Le 21 février dernier, Leila a participé en Espagne à son premier combat en MMA face à une combattante ibérique plus expérimentée. « J'ai perdu ce premier combat. Mais bon, je n'ai pas pu faire grand-chose ; elle m'a eue sur ma faiblesse, le sol », raconte Leila. « Je ne sais pas quand aura lieu son nouveau combat. Nous allons lancer des propositions, mais ça peut être dans trois mois comme dans huit. C'est très compliqué malheureusement », explique Loïc.

Il semblerait que l'extrême précarité des MMA Girls professionnelles n'ait pas tant changé que ça depuis l'époque où Tévi Say s'est lancée dans la discipline. En attendant d'y voir plus clair, Leila va pour sa part s'adonner à une autre de ses passions : elle participera à un concours de fitness d'ici quelques semaines, au mois d'avril.

_DONNÉES ENREGISTRÉES_
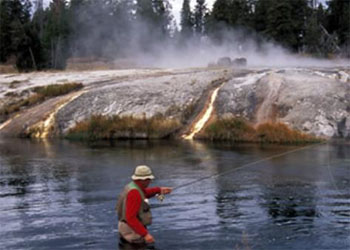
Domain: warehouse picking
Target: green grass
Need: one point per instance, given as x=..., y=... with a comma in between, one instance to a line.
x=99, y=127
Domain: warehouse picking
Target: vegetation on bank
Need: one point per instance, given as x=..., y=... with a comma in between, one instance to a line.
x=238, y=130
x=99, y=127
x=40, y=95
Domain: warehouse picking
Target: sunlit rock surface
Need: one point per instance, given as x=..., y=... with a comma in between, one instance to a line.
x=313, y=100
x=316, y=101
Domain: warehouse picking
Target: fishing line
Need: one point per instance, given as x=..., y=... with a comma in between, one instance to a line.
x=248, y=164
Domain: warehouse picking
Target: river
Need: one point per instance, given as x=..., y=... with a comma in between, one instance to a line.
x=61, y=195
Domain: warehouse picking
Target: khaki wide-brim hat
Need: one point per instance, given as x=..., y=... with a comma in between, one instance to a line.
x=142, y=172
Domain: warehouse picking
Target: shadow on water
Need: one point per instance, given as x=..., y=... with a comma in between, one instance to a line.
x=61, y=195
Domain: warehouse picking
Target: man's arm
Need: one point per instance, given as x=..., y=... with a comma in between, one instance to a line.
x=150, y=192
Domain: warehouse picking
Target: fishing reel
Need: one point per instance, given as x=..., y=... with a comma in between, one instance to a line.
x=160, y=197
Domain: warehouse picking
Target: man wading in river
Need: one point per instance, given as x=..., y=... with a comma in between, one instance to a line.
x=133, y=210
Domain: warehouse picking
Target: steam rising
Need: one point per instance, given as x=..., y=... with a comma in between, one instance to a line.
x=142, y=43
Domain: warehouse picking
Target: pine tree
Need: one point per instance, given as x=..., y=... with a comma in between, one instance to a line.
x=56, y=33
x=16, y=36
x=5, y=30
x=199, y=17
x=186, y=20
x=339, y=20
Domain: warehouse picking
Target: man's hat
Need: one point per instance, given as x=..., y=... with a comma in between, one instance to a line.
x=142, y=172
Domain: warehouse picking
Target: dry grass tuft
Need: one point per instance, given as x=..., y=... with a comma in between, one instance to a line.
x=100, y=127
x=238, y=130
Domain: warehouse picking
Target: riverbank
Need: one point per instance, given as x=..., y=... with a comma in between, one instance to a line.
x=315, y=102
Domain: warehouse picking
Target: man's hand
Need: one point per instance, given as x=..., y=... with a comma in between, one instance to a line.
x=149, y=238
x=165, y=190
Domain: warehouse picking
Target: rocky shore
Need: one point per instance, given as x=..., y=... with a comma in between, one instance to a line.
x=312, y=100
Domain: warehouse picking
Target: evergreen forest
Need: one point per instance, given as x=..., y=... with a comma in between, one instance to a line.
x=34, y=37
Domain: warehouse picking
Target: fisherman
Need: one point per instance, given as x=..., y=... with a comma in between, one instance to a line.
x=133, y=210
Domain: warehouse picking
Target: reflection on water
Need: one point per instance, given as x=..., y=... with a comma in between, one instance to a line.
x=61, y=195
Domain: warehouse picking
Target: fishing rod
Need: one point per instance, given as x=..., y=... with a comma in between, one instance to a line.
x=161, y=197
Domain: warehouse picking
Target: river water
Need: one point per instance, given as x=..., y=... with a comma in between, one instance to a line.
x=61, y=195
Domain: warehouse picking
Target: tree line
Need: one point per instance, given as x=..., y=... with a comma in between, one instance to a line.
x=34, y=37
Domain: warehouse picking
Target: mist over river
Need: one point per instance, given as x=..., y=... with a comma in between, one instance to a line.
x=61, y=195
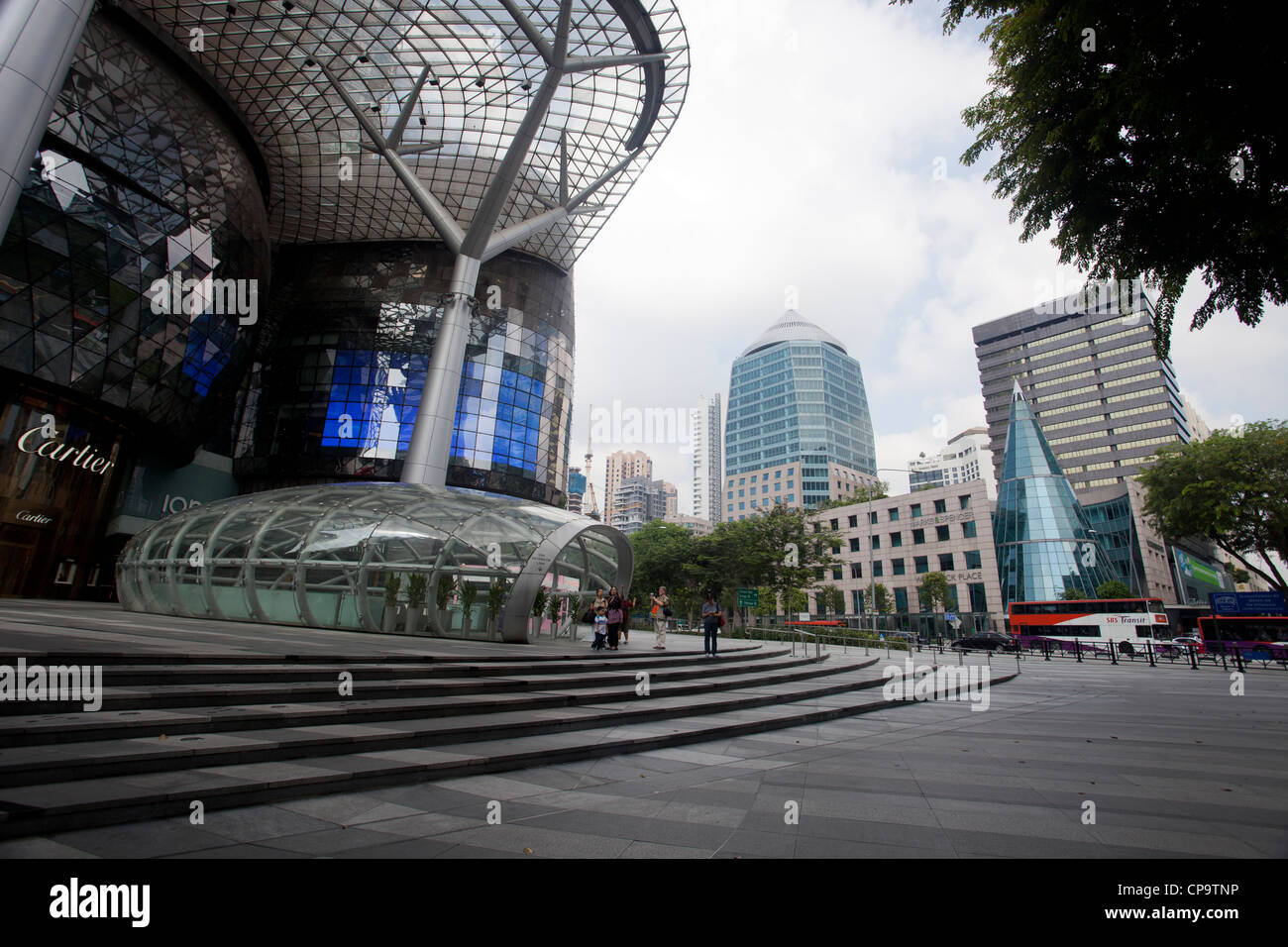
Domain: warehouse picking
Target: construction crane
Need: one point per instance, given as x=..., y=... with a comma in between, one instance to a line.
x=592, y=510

_CONSIGNES_
[1] Relevez toutes les personnes désignées par leur nom dans l'extrait sur les MMA.
[2] Recopiez fidèlement l'extrait sur les MMA en commençant à « Il semblerait que » et en terminant à « au mois d'avril. ».
[3] Poursuivez la rédaction de l'extrait sur les MMA à la suite de sa dernière phrase.

_RÉPONSES PAR CONSIGNE_
[1] Leila, Loïc, Tévi Say

[2]
Il semblerait que l'extrême précarité des MMA Girls professionnelles n'ait pas tant changé que ça depuis l'époque où Tévi Say s'est lancée dans la discipline. En attendant d'y voir plus clair, Leila va pour sa part s'adonner à une autre de ses passions : elle participera à un concours de fitness d'ici quelques semaines, au mois d'avril.

[3]
Dernièrement, une nouvelle d'envergure a été annoncée : la signature dans l'autre grande compétition de MMA, le Bellator, de la combattante Franco-Malgache Iony Razafiarison. Nul doute que sa présence ouvrira des portes aux Françaises, comme cela fut le cas chez les hommes il y a dix ans. Pour l'heure, ça se passe tous les mardis à 20 heures et les jeudis à 19h15, au Platinium.